▶ **Exercise brief**:
Count the lines of the data below that contain the string "metal", and reply with that number alone.

▶ **Recorded information**:

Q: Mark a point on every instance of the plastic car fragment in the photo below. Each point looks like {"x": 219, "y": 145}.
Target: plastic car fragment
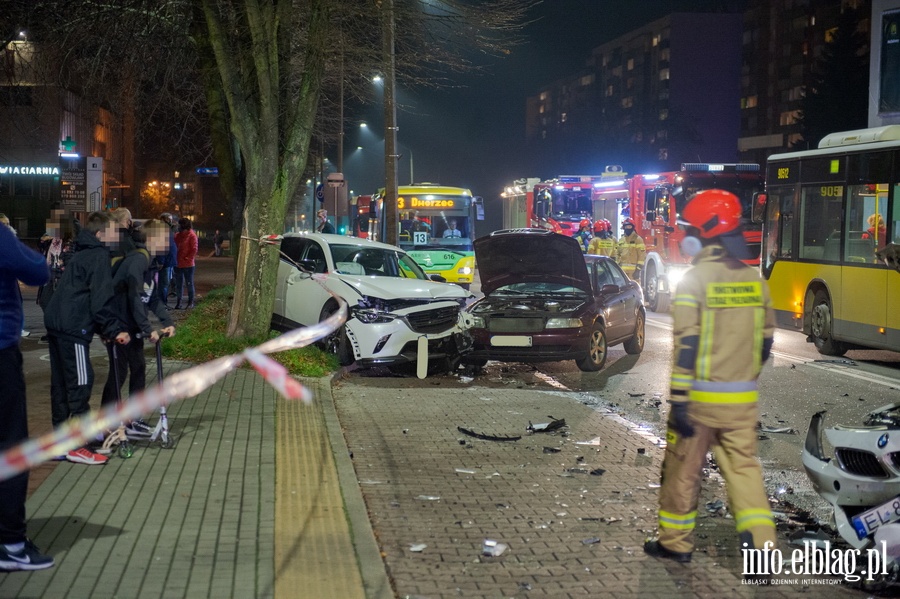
{"x": 546, "y": 427}
{"x": 485, "y": 437}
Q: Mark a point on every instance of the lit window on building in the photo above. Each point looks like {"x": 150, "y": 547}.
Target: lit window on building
{"x": 889, "y": 75}
{"x": 788, "y": 118}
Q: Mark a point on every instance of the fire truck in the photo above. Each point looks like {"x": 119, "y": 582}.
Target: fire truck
{"x": 654, "y": 201}
{"x": 558, "y": 204}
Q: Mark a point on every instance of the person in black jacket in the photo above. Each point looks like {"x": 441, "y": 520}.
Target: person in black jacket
{"x": 135, "y": 296}
{"x": 80, "y": 307}
{"x": 17, "y": 263}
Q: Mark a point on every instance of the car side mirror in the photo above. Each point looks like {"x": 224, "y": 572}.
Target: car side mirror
{"x": 758, "y": 209}
{"x": 307, "y": 265}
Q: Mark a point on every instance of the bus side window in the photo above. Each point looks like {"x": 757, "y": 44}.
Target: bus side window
{"x": 895, "y": 215}
{"x": 866, "y": 230}
{"x": 820, "y": 208}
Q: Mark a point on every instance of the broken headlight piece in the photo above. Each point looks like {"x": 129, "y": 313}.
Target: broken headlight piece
{"x": 371, "y": 311}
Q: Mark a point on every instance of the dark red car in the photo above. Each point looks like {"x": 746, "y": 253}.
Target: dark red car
{"x": 545, "y": 301}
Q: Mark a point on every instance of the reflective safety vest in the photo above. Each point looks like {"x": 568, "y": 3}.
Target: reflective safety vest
{"x": 630, "y": 251}
{"x": 602, "y": 247}
{"x": 723, "y": 327}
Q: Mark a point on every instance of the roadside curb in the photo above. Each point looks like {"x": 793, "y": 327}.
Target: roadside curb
{"x": 372, "y": 568}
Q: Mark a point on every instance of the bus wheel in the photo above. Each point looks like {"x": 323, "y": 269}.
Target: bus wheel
{"x": 656, "y": 301}
{"x": 821, "y": 327}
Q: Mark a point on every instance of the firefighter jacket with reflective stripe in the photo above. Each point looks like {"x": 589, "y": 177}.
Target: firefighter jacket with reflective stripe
{"x": 723, "y": 327}
{"x": 602, "y": 247}
{"x": 630, "y": 251}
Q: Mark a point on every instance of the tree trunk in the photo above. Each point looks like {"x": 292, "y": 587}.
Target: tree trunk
{"x": 257, "y": 265}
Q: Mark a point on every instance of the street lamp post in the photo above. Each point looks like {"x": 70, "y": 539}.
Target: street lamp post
{"x": 389, "y": 206}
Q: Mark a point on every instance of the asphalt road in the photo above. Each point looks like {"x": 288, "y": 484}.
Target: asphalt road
{"x": 795, "y": 384}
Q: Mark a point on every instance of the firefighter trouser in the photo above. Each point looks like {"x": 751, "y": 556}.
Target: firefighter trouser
{"x": 735, "y": 451}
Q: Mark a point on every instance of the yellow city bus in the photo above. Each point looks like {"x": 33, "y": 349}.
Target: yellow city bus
{"x": 437, "y": 228}
{"x": 825, "y": 213}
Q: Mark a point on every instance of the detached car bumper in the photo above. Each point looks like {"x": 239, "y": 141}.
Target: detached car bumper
{"x": 396, "y": 342}
{"x": 859, "y": 471}
{"x": 540, "y": 347}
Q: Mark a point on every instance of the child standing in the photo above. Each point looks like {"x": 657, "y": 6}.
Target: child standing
{"x": 135, "y": 296}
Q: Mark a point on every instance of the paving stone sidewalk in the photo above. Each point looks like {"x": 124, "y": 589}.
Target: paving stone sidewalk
{"x": 574, "y": 516}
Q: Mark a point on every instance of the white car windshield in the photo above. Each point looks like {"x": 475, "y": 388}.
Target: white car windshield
{"x": 374, "y": 261}
{"x": 535, "y": 288}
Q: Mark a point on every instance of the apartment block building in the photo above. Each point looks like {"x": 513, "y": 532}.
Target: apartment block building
{"x": 690, "y": 87}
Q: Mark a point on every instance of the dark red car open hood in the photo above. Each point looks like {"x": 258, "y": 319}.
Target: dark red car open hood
{"x": 507, "y": 258}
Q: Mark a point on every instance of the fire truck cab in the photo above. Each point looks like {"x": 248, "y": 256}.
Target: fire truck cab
{"x": 654, "y": 201}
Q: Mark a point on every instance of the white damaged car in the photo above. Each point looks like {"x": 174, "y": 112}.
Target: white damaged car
{"x": 393, "y": 304}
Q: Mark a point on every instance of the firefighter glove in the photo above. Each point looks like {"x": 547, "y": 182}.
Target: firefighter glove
{"x": 680, "y": 421}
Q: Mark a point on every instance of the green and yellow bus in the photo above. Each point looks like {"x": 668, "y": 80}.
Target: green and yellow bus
{"x": 437, "y": 227}
{"x": 825, "y": 213}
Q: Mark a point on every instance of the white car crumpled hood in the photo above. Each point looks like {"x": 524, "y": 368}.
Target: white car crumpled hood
{"x": 390, "y": 288}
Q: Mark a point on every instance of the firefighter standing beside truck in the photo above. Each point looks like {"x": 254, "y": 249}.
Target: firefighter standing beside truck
{"x": 584, "y": 235}
{"x": 723, "y": 327}
{"x": 631, "y": 251}
{"x": 603, "y": 243}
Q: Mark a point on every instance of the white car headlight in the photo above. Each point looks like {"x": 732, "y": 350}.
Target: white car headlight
{"x": 472, "y": 321}
{"x": 372, "y": 316}
{"x": 563, "y": 323}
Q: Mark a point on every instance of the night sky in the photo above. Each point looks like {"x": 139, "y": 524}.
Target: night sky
{"x": 473, "y": 135}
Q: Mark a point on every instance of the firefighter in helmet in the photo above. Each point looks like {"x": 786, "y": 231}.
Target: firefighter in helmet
{"x": 630, "y": 250}
{"x": 603, "y": 243}
{"x": 583, "y": 237}
{"x": 723, "y": 327}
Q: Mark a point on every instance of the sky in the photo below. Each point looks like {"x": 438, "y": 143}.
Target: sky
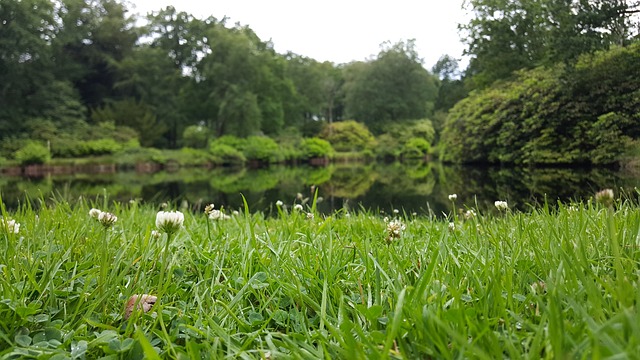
{"x": 339, "y": 31}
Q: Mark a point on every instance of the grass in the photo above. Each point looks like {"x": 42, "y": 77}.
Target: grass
{"x": 551, "y": 283}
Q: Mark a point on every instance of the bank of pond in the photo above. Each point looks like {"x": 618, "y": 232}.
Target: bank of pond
{"x": 411, "y": 187}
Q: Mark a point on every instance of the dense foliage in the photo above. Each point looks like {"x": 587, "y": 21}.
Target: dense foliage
{"x": 548, "y": 82}
{"x": 585, "y": 113}
{"x": 170, "y": 80}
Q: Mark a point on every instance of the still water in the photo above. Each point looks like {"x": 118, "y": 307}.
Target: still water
{"x": 421, "y": 188}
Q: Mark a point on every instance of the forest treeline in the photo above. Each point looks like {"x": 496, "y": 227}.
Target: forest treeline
{"x": 549, "y": 81}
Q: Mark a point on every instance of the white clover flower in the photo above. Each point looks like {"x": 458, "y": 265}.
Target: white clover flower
{"x": 605, "y": 197}
{"x": 208, "y": 209}
{"x": 11, "y": 225}
{"x": 217, "y": 215}
{"x": 394, "y": 230}
{"x": 169, "y": 221}
{"x": 94, "y": 213}
{"x": 501, "y": 205}
{"x": 107, "y": 219}
{"x": 469, "y": 214}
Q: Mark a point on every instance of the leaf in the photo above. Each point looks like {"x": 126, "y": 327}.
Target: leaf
{"x": 255, "y": 317}
{"x": 147, "y": 348}
{"x": 23, "y": 340}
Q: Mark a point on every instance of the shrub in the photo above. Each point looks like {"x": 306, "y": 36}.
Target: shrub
{"x": 389, "y": 147}
{"x": 230, "y": 140}
{"x": 195, "y": 136}
{"x": 262, "y": 149}
{"x": 32, "y": 153}
{"x": 101, "y": 147}
{"x": 416, "y": 148}
{"x": 348, "y": 136}
{"x": 315, "y": 148}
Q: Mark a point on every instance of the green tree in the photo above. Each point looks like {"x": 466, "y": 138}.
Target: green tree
{"x": 562, "y": 115}
{"x": 348, "y": 135}
{"x": 505, "y": 36}
{"x": 395, "y": 86}
{"x": 26, "y": 30}
{"x": 135, "y": 115}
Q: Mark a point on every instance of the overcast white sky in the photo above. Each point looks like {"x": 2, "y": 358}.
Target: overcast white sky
{"x": 337, "y": 30}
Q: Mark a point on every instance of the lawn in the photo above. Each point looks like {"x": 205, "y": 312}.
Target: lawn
{"x": 554, "y": 282}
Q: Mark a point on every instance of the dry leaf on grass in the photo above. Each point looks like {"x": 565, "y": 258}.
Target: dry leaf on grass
{"x": 145, "y": 302}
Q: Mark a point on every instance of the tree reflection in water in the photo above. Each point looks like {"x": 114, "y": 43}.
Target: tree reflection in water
{"x": 413, "y": 187}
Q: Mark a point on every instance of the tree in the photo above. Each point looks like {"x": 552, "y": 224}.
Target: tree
{"x": 317, "y": 87}
{"x": 451, "y": 89}
{"x": 395, "y": 86}
{"x": 583, "y": 113}
{"x": 348, "y": 136}
{"x": 96, "y": 36}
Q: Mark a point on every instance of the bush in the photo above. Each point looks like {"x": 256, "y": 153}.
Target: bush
{"x": 315, "y": 148}
{"x": 195, "y": 136}
{"x": 230, "y": 140}
{"x": 416, "y": 148}
{"x": 348, "y": 136}
{"x": 32, "y": 153}
{"x": 262, "y": 149}
{"x": 388, "y": 147}
{"x": 225, "y": 154}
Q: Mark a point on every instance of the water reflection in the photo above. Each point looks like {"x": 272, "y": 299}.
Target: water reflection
{"x": 413, "y": 187}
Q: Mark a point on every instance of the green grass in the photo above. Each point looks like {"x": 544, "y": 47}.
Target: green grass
{"x": 559, "y": 283}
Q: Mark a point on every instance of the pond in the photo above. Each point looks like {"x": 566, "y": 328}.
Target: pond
{"x": 421, "y": 188}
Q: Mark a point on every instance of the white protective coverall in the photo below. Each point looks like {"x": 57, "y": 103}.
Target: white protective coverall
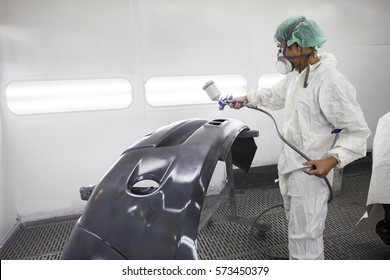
{"x": 379, "y": 189}
{"x": 311, "y": 114}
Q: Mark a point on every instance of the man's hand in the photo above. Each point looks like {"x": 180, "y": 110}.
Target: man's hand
{"x": 320, "y": 168}
{"x": 237, "y": 102}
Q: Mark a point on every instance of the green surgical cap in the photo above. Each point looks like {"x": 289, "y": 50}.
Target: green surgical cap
{"x": 298, "y": 29}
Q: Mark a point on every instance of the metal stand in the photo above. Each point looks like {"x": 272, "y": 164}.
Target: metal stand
{"x": 229, "y": 190}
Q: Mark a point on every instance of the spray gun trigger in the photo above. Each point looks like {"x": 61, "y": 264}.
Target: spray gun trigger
{"x": 225, "y": 101}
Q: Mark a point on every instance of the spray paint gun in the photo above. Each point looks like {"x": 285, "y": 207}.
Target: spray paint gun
{"x": 214, "y": 94}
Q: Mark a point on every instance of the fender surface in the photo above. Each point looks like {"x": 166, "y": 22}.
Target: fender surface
{"x": 148, "y": 205}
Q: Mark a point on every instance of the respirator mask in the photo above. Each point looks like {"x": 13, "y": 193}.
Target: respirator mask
{"x": 283, "y": 65}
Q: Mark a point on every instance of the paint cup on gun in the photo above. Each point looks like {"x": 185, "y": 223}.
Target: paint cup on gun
{"x": 212, "y": 91}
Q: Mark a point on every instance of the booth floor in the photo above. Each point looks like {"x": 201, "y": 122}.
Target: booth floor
{"x": 220, "y": 239}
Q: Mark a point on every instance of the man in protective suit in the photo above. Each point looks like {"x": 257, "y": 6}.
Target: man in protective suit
{"x": 322, "y": 118}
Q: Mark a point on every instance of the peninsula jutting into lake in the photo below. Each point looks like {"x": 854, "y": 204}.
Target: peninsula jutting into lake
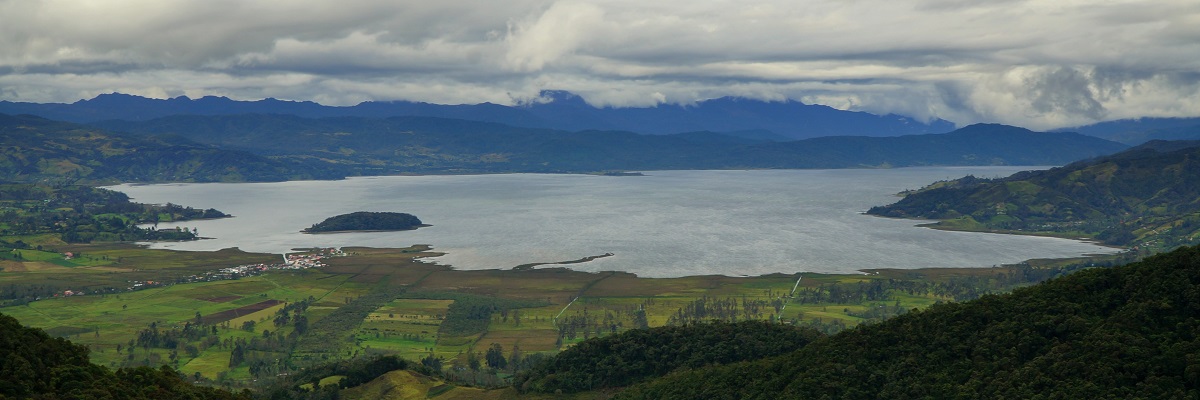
{"x": 363, "y": 221}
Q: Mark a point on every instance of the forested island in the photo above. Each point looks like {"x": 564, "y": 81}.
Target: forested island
{"x": 366, "y": 221}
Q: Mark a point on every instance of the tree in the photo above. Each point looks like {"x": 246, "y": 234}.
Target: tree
{"x": 495, "y": 357}
{"x": 473, "y": 360}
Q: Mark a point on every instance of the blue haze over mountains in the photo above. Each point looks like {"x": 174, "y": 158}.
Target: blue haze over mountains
{"x": 557, "y": 109}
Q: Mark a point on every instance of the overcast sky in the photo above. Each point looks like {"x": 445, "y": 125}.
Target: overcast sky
{"x": 1036, "y": 64}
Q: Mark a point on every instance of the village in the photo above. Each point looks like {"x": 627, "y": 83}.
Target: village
{"x": 311, "y": 258}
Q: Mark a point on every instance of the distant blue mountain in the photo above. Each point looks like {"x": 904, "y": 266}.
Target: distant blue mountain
{"x": 563, "y": 111}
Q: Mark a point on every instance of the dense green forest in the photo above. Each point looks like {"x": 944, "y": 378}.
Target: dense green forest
{"x": 35, "y": 149}
{"x": 35, "y": 365}
{"x": 1146, "y": 197}
{"x": 640, "y": 354}
{"x": 1126, "y": 332}
{"x": 83, "y": 214}
{"x": 366, "y": 221}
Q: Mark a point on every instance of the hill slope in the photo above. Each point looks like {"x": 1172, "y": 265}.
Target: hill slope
{"x": 1138, "y": 131}
{"x": 1147, "y": 196}
{"x": 1121, "y": 333}
{"x": 34, "y": 149}
{"x": 36, "y": 365}
{"x": 433, "y": 144}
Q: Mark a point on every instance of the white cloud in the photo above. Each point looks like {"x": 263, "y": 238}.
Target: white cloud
{"x": 1037, "y": 64}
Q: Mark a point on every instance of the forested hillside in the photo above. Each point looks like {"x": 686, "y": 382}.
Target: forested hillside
{"x": 35, "y": 365}
{"x": 641, "y": 354}
{"x": 1147, "y": 197}
{"x": 1129, "y": 332}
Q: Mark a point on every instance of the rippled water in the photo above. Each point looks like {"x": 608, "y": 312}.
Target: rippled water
{"x": 666, "y": 224}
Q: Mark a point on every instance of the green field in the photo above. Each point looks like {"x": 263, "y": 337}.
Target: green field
{"x": 535, "y": 310}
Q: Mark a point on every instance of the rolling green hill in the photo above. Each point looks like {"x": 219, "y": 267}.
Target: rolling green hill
{"x": 34, "y": 149}
{"x": 36, "y": 365}
{"x": 1120, "y": 333}
{"x": 1147, "y": 197}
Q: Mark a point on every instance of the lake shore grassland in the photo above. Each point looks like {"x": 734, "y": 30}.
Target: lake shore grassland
{"x": 138, "y": 306}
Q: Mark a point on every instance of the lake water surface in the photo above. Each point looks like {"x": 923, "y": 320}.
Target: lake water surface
{"x": 666, "y": 224}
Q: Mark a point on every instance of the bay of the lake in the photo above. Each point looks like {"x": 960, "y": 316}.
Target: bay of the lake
{"x": 665, "y": 224}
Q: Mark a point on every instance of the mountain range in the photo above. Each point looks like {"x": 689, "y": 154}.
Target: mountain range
{"x": 555, "y": 109}
{"x": 35, "y": 149}
{"x": 423, "y": 144}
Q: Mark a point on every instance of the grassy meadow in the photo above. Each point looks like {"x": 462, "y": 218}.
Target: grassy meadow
{"x": 387, "y": 300}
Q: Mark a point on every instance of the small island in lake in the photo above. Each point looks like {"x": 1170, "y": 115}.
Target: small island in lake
{"x": 361, "y": 221}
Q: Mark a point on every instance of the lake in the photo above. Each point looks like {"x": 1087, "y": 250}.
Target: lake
{"x": 666, "y": 224}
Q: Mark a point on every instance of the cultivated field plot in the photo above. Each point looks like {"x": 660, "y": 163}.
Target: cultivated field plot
{"x": 408, "y": 327}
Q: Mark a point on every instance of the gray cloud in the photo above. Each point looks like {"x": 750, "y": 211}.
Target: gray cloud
{"x": 1037, "y": 64}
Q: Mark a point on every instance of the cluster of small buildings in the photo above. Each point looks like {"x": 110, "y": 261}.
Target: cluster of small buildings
{"x": 294, "y": 261}
{"x": 310, "y": 260}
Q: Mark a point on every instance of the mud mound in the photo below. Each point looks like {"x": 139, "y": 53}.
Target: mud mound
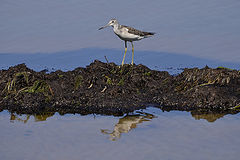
{"x": 105, "y": 88}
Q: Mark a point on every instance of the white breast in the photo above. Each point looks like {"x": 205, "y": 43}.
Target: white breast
{"x": 124, "y": 35}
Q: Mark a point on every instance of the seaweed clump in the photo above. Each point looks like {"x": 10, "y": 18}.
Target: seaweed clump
{"x": 106, "y": 88}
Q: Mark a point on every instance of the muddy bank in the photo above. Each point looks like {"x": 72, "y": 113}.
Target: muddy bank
{"x": 105, "y": 88}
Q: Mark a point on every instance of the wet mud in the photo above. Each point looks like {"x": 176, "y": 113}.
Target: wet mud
{"x": 105, "y": 88}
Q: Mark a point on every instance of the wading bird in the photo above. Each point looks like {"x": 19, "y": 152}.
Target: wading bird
{"x": 127, "y": 34}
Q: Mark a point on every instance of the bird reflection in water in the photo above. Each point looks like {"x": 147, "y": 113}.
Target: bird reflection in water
{"x": 127, "y": 123}
{"x": 25, "y": 118}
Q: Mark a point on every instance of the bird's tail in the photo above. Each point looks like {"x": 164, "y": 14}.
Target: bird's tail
{"x": 148, "y": 34}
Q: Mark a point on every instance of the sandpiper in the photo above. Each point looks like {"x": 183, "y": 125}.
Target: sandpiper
{"x": 127, "y": 34}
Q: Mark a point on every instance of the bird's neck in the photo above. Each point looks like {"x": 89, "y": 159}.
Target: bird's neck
{"x": 116, "y": 26}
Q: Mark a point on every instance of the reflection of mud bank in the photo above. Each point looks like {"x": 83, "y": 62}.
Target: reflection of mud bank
{"x": 106, "y": 88}
{"x": 127, "y": 123}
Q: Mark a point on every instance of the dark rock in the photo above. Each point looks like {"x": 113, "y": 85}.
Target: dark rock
{"x": 105, "y": 88}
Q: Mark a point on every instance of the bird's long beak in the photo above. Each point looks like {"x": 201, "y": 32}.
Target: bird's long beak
{"x": 103, "y": 27}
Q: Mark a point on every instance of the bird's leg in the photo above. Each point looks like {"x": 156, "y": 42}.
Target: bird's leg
{"x": 132, "y": 52}
{"x": 124, "y": 53}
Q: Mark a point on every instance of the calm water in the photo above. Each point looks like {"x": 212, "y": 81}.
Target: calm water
{"x": 207, "y": 28}
{"x": 63, "y": 35}
{"x": 145, "y": 134}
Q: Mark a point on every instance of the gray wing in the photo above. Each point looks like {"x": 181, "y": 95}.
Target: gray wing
{"x": 138, "y": 32}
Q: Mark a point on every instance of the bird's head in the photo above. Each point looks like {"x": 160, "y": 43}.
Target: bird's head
{"x": 112, "y": 22}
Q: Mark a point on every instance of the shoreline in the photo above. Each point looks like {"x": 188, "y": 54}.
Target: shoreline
{"x": 105, "y": 88}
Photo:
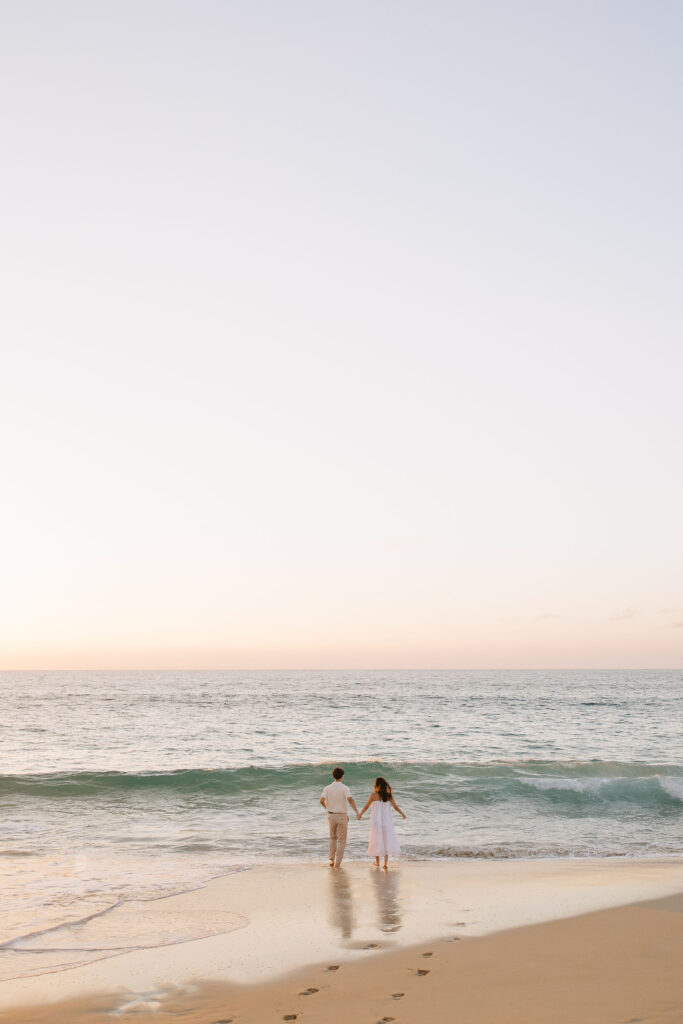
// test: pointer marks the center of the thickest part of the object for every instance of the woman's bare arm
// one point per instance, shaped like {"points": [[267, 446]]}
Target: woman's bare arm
{"points": [[396, 807], [371, 800]]}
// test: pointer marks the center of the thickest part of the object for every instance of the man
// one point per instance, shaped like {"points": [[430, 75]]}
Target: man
{"points": [[334, 799]]}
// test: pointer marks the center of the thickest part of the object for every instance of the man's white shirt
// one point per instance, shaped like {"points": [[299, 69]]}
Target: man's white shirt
{"points": [[335, 797]]}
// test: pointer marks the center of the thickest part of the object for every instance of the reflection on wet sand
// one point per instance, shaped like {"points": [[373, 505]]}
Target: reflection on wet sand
{"points": [[387, 893], [341, 902]]}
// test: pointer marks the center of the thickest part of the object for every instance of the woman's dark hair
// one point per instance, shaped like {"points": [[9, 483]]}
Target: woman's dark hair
{"points": [[383, 788]]}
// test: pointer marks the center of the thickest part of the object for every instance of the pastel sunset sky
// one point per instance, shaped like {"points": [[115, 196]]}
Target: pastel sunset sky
{"points": [[341, 335]]}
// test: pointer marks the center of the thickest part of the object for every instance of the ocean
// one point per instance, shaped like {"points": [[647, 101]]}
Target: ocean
{"points": [[127, 785]]}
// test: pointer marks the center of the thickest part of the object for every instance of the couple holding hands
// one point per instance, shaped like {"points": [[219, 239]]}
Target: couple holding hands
{"points": [[382, 836]]}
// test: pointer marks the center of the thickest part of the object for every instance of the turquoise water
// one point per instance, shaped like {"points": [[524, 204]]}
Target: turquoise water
{"points": [[116, 785]]}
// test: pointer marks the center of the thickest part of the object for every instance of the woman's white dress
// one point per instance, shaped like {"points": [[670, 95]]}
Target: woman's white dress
{"points": [[382, 836]]}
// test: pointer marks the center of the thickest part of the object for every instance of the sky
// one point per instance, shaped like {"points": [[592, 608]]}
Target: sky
{"points": [[341, 335]]}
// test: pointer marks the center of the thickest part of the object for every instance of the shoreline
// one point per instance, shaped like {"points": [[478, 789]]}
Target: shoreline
{"points": [[256, 929], [621, 965]]}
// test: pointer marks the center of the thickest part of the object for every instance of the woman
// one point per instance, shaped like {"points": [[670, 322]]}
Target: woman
{"points": [[382, 836]]}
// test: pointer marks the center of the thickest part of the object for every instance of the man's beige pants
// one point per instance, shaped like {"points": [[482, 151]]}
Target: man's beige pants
{"points": [[338, 825]]}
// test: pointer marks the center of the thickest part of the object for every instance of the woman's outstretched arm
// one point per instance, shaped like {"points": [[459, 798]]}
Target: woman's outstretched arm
{"points": [[396, 807]]}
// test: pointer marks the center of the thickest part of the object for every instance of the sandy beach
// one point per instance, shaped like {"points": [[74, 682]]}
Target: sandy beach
{"points": [[594, 940]]}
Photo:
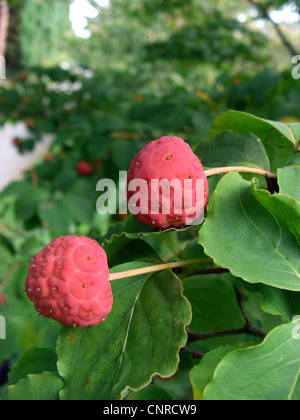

▶ **Written response**:
2